### BAGIAN TEKS:
=====

Tujuan dan argumen yang mendukung sekularisme beragam. dalam Laisisme Eropa, di usulkan bahwa sekularisme adalah gerakan menuju modernisasi dan menjauh dari nilai-nilai keagamaan tradisional. Tipe sekularisme ini, pada tingkat sosial dan filsafats seringkali terjadi selagi masih memelihara gereja negara yang resmi, atau dukungan kenegaraan lainnya terhadap agama.
Dalam kamus al-Mu’jam al-Wasith sekular didefinisikan sebagai al-Almaniyah dengan menisbahkan kepada ‘Alm (alam atau dunia). Sebagai penjelas tambahan dari istilah sekularisme ini, beberapa kalangan dari politisi, sejarawan, dan budayawan Inggris menyebutkan bahwa sekularisme adalah produk dari masyarakat Kristen yang didefinisikan sebagai reaksi atau gerakan penentangan.[2]
Untuk memudahkan, definisi yang paling masyhur secara istilah menyatakan bahwa sekularisme adalah “memisahkan agama dari negara”.  Sufur bin Abdul Rahman al-Hawali menyatakan bahwa sekularisme adalah: “Membangun kehidupan bukan berdasarkan agama, baik dalam sebuah negara ataupun bagi seorang individu”[3]
Melengkapi definisi ini, dalam bahasa Perancis, sekular juga dikenal sebagai laicisme. Yakni satu doktrin yang benar-benar bebas dan tidak bercampur dengan agama. Ia melibatkan kepercayaan bahwa peranan atau fungsi yang biasa dilaksanakan oleh kaum rohaniwan, seharusnya dipindah-alihkan kepada negara, terutama di dalam bidang perundangan dan pendidikan.
Sementara untuk negara agama, seringkali dipahami sebagai negara yang berlandaskan doktrinasi agama tertentu yang berkuasa atas jalannya pemerintahan suatu negara. Banyak kalangan mengkhawatirkan masalah ini. Bahkan menilainya dengan ketakutan yang sangat berlebihan. Menurut mereka, negara agama akan menciptakan kekuasaan yang otoriter atas nama agama tertentu untuk menutup ruang gerak pemeluk agama lain. Hasilnya, akan menyuburkan perseteruan tiada akhir.

=====

### BAHAN YANG DISEDIAKAN:
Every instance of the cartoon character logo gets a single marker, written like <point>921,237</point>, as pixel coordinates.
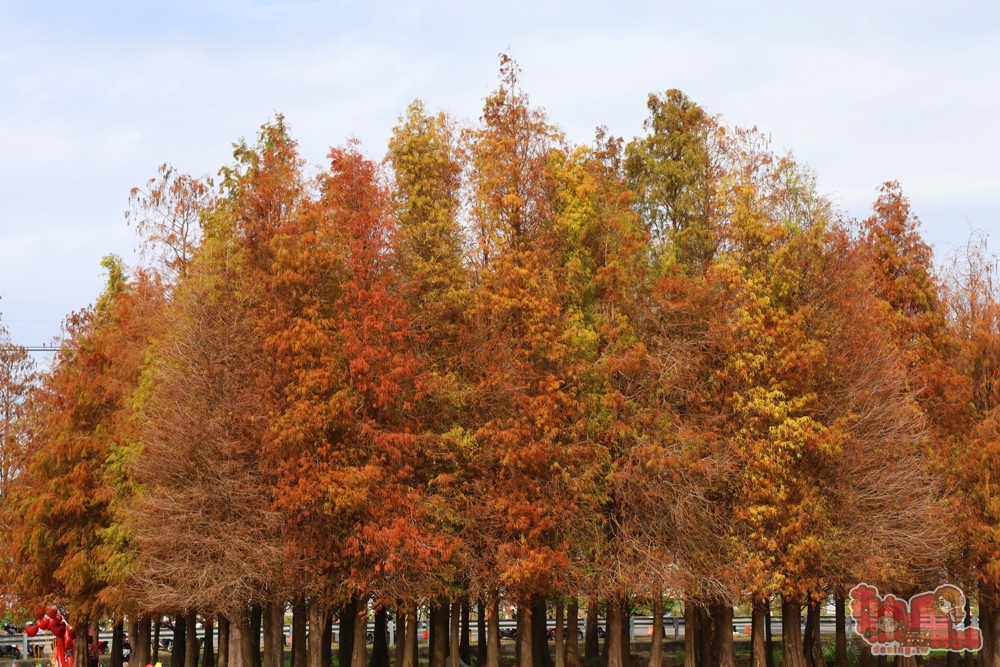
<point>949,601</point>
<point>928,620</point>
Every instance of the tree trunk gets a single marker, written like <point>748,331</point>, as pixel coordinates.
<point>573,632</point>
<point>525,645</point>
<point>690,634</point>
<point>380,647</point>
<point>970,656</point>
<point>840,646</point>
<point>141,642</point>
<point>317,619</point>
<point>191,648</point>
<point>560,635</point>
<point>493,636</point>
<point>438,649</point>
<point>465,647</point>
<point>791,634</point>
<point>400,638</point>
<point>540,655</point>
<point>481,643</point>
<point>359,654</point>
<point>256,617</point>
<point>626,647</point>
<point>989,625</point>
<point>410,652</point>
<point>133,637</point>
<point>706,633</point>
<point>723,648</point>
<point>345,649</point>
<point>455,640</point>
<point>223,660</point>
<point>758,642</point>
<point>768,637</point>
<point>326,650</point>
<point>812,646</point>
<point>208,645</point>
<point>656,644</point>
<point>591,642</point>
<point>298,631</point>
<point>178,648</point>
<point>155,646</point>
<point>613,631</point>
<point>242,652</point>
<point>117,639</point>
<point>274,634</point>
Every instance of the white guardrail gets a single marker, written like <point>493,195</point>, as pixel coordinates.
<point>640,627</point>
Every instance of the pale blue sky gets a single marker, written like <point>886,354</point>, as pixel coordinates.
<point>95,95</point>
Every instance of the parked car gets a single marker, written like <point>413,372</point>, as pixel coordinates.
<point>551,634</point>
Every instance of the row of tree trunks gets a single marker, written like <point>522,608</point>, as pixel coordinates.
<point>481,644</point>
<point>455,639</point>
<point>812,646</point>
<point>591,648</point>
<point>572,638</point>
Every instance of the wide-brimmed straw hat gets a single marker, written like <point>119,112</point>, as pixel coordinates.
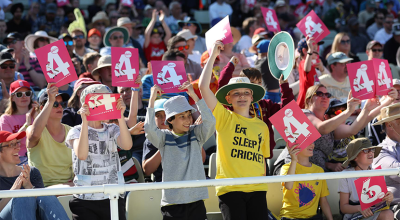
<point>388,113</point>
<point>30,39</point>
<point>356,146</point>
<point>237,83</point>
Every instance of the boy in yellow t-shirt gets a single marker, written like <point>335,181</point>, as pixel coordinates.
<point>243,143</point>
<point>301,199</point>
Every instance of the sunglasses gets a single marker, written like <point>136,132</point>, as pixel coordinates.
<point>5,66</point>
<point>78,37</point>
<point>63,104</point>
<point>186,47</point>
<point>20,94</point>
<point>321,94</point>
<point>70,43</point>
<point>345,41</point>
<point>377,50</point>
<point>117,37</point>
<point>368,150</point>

=====

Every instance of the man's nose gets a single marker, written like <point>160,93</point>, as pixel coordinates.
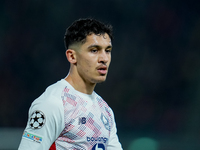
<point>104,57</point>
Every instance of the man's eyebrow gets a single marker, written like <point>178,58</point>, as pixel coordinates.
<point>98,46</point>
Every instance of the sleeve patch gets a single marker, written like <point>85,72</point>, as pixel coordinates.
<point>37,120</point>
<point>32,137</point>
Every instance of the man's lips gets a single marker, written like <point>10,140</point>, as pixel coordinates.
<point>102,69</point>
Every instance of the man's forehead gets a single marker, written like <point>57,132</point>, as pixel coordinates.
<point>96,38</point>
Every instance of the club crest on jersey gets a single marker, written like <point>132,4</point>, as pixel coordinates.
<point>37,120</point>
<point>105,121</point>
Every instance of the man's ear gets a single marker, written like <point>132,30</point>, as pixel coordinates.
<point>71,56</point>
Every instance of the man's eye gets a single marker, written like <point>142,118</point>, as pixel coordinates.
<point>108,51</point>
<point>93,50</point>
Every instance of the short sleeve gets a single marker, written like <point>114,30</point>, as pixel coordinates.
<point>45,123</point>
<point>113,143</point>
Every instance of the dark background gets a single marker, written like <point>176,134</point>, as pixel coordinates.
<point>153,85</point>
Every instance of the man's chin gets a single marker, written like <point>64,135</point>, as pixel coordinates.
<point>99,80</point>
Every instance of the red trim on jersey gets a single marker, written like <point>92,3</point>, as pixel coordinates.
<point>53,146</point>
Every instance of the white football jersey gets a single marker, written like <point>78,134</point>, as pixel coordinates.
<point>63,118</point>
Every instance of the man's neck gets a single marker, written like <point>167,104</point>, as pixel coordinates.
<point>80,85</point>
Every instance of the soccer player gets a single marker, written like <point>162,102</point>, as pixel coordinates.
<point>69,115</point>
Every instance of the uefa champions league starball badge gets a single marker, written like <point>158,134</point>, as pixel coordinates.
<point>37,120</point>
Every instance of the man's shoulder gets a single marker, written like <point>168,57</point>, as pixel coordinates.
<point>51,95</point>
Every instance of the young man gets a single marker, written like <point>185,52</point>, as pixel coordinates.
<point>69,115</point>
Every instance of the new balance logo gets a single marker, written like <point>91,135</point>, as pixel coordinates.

=====

### BAGIAN LATIHAN:
1. Jawab pertanyaan berikut berdasarkan teks tentang sekularisme:
(a) Dalam kamus apa sekular didefinisikan sebagai al-Almaniyah?
(b) Dalam bahasa Perancis, sekular juga dikenal dengan nama apa?
(c) Menurut kalangan yang khawatir, negara agama akan menciptakan kekuasaan seperti apa?
2. Ubah baris-baris dalam catatan di antara baris yang memuat "Every instance of the cartoon" dan baris yang memuat "<point>928,620</point>", termasuk kedua baris tersebut, menjadi daftar bernomor tanpa baris kosong. Jangan sertakan gambar dalam jawaban.

### JAWABAN:
1.
(a) Kamus al-Mu'jam al-Wasith.
(b) Laicisme.
(c) Kekuasaan yang otoriter atas nama agama tertentu untuk menutup ruang gerak pemeluk agama lain.

2.
1. Every instance of the cartoon character logo gets a single marker, written like <point>921,237</point>, as pixel coordinates.
2. <point>949,601</point>
3. <point>928,620</point>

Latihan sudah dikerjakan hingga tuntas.